* Exercise aim *
Your task is to retype the listing word for word.

★ ★ ★ ★ ★

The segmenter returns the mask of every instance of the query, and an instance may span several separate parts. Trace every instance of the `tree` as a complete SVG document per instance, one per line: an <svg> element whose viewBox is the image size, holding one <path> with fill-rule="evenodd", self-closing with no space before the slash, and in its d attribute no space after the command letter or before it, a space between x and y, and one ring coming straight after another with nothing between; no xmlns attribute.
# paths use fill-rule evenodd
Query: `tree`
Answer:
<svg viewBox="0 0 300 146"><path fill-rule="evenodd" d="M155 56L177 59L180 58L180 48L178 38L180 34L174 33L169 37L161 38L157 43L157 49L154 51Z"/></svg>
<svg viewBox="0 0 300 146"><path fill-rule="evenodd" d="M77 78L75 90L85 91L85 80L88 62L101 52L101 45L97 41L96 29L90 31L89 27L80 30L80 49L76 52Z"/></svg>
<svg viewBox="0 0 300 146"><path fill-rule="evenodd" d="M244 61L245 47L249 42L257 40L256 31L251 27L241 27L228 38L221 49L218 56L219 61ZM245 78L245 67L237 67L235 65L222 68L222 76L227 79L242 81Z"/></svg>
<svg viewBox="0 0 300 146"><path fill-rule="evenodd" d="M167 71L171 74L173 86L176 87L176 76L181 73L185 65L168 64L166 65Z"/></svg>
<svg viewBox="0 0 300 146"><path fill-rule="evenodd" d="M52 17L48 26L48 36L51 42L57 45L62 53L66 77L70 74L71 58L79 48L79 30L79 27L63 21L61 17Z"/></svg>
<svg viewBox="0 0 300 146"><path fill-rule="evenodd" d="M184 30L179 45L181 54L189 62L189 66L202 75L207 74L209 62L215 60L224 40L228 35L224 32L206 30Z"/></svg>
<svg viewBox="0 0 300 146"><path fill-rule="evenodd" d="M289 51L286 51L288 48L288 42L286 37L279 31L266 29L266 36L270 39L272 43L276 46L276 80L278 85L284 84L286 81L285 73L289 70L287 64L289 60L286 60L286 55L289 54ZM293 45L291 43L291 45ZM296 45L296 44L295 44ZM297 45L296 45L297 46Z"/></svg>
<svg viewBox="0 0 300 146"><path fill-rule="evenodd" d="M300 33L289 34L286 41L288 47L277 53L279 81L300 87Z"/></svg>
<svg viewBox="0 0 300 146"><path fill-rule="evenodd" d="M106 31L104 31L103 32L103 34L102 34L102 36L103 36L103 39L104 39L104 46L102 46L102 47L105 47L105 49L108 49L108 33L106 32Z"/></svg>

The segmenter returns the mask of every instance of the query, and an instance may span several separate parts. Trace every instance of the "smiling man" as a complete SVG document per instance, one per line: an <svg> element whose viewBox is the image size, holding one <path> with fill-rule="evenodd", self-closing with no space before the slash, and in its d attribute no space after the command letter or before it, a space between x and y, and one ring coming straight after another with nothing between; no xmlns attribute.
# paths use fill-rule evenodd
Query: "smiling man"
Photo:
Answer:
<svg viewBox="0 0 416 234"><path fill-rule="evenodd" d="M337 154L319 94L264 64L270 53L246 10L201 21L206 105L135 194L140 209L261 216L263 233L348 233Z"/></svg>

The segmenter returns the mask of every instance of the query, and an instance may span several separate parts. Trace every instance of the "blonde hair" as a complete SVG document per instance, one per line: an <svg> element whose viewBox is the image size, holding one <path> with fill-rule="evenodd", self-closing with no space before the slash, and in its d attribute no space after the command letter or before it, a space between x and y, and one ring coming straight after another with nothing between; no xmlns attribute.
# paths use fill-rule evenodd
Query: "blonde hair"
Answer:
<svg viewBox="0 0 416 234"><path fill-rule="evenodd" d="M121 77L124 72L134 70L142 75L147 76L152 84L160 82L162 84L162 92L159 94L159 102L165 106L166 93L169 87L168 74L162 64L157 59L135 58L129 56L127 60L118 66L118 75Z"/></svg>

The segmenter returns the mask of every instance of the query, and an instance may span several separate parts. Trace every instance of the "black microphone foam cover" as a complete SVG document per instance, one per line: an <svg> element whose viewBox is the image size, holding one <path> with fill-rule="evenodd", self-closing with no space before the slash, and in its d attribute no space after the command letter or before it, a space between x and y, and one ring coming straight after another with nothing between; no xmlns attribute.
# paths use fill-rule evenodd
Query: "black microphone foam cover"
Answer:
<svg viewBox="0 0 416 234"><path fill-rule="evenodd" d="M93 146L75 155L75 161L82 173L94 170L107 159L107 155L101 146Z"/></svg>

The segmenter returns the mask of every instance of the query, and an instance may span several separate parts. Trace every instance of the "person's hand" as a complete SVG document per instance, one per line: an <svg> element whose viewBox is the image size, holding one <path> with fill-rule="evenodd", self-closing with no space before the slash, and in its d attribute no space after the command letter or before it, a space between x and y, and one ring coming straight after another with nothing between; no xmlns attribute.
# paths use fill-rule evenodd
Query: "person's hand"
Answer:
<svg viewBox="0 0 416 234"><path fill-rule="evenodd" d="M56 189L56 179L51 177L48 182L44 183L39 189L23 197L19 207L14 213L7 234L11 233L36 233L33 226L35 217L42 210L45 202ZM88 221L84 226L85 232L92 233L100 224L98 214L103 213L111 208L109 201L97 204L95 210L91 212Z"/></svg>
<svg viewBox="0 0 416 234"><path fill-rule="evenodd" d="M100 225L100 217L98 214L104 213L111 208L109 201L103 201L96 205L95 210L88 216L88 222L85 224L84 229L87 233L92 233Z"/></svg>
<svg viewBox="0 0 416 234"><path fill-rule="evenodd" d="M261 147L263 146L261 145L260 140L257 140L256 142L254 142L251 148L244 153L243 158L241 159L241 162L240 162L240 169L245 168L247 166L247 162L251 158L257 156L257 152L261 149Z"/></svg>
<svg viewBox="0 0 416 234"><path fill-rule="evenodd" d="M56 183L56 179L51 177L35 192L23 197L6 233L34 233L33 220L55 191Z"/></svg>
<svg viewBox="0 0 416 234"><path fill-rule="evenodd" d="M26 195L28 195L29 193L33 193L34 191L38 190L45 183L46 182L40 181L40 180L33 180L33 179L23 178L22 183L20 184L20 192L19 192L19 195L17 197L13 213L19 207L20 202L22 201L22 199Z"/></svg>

★ ★ ★ ★ ★

* Result for this task *
The segmenter returns the mask of every instance of the query, and an instance may span several separate parts. Trace every instance of the `tree` as a complete SVG document per instance, one per line: an <svg> element whose viewBox is the image size, holding one <path> with fill-rule="evenodd", self-closing with no space before the slash, and in its d attribute no space after the command letter or before it, a space between x and y, and one ring coming straight after another with nothing between; no xmlns attribute.
# paths use fill-rule evenodd
Query: `tree`
Answer:
<svg viewBox="0 0 300 146"><path fill-rule="evenodd" d="M155 56L177 59L180 58L180 48L178 38L180 34L174 33L169 37L161 38L157 43L157 49L154 51Z"/></svg>
<svg viewBox="0 0 300 146"><path fill-rule="evenodd" d="M77 78L75 90L85 91L85 80L88 62L101 52L101 45L97 41L96 29L90 31L89 27L80 30L80 49L76 52Z"/></svg>
<svg viewBox="0 0 300 146"><path fill-rule="evenodd" d="M244 61L245 47L249 42L257 40L256 31L251 27L241 27L228 38L221 49L218 56L219 61ZM245 78L245 67L237 67L235 65L222 68L222 76L227 79L242 81Z"/></svg>
<svg viewBox="0 0 300 146"><path fill-rule="evenodd" d="M167 71L171 74L173 86L176 87L176 76L181 73L185 65L168 64L166 65Z"/></svg>
<svg viewBox="0 0 300 146"><path fill-rule="evenodd" d="M52 17L48 26L48 36L51 42L57 45L62 53L66 77L70 74L71 58L79 48L79 30L79 27L63 21L61 17Z"/></svg>
<svg viewBox="0 0 300 146"><path fill-rule="evenodd" d="M184 30L179 45L181 54L189 62L189 66L202 75L207 74L209 62L215 60L224 40L228 35L224 32L206 30Z"/></svg>
<svg viewBox="0 0 300 146"><path fill-rule="evenodd" d="M289 51L286 51L288 48L288 42L286 37L279 31L266 29L266 36L270 39L272 43L276 46L276 80L278 85L284 84L286 81L285 73L289 70L287 64L289 60L286 60L286 55L289 54ZM293 45L291 43L291 45ZM296 45L296 44L295 44ZM297 45L296 45L297 46Z"/></svg>
<svg viewBox="0 0 300 146"><path fill-rule="evenodd" d="M300 33L289 34L286 41L288 47L277 53L279 81L300 87Z"/></svg>
<svg viewBox="0 0 300 146"><path fill-rule="evenodd" d="M106 31L104 31L103 32L103 34L102 34L102 36L103 36L103 39L104 39L104 46L102 46L102 47L105 47L105 49L108 49L108 33L106 32Z"/></svg>

The segmenter returns the mask of every instance of the query, and an instance may span several separate parts. Trace every instance of the "smiling man" as a complete SVG document per instance, one per line: an <svg> element whose viewBox is the image size, holding one <path> with fill-rule="evenodd", self-closing with no space before the slash, and in its d attribute no space after the command letter or before it, a space between x and y, and one ring coming straight after another with nothing between; no xmlns attribute.
# paths use fill-rule evenodd
Query: "smiling man"
Photo:
Answer:
<svg viewBox="0 0 416 234"><path fill-rule="evenodd" d="M337 154L319 94L264 64L270 53L246 10L201 21L206 105L135 194L140 209L261 216L263 233L348 233Z"/></svg>

The segmenter returns the mask of every instance of the query, and an instance may span several separate parts. Trace every instance of the "blonde hair" as a complete SVG document per instance, one per line: an <svg> element whose viewBox is the image size, holding one <path> with fill-rule="evenodd", self-closing with no space before the slash, and in its d attribute no space after the command letter or before it, a space between x and y, and one ring coming straight after another with nothing between; no xmlns attribute.
# paths use fill-rule evenodd
Query: "blonde hair"
Answer:
<svg viewBox="0 0 416 234"><path fill-rule="evenodd" d="M121 77L124 72L134 70L142 75L147 76L152 84L160 82L162 84L162 92L159 94L159 102L165 106L166 93L169 87L168 74L162 64L157 59L135 58L129 56L127 60L118 66L118 75Z"/></svg>

The segmenter returns the mask of every instance of the query, and an instance may span several separate parts. Trace every instance of the "black microphone foam cover" as a complete SVG document per instance, one per line: an <svg> element whose viewBox is the image size, holding one <path> with fill-rule="evenodd", self-closing with no space before the slash, and in its d attribute no space after the command letter or before it, a space between x and y, and one ring coming straight after another with nothing between; no xmlns attribute.
# paths use fill-rule evenodd
Query: "black microphone foam cover"
Answer:
<svg viewBox="0 0 416 234"><path fill-rule="evenodd" d="M93 146L75 155L75 161L82 173L94 170L107 159L107 155L101 146Z"/></svg>

The segmenter returns the mask of every instance of the query, and an instance may span several separate parts. Trace every instance of the "person's hand" as a complete SVG document per instance, one per line: an <svg> element whose viewBox is the image size, holding one <path> with fill-rule="evenodd", self-closing with no space before the slash, and in its d attribute no space after the command letter or before it, a space between x and y, and one ring coming straight after another with nothing between; no xmlns attribute.
# paths use fill-rule evenodd
Query: "person's hand"
Answer:
<svg viewBox="0 0 416 234"><path fill-rule="evenodd" d="M56 189L56 179L51 177L48 182L44 183L39 189L23 197L19 207L14 213L7 234L11 233L36 233L33 226L35 217L42 210L45 202ZM88 221L84 226L85 232L92 233L100 224L98 214L103 213L111 208L109 201L97 204L95 210L91 212Z"/></svg>
<svg viewBox="0 0 416 234"><path fill-rule="evenodd" d="M100 225L100 217L98 214L104 213L111 208L109 201L103 201L96 205L95 210L88 216L88 222L85 224L84 229L87 233L92 233Z"/></svg>
<svg viewBox="0 0 416 234"><path fill-rule="evenodd" d="M261 147L263 146L261 145L260 140L257 140L256 142L254 142L251 148L244 153L243 158L241 159L241 162L240 162L240 169L245 168L247 166L247 162L251 158L257 156L257 152L261 149Z"/></svg>
<svg viewBox="0 0 416 234"><path fill-rule="evenodd" d="M56 183L56 179L51 177L35 192L23 197L6 233L34 233L33 220L55 191Z"/></svg>
<svg viewBox="0 0 416 234"><path fill-rule="evenodd" d="M26 195L28 195L29 193L33 193L34 191L38 190L45 183L46 182L40 181L40 180L33 180L33 179L23 178L22 183L20 184L20 192L19 192L19 195L17 197L13 213L19 207L20 202L22 201L22 199Z"/></svg>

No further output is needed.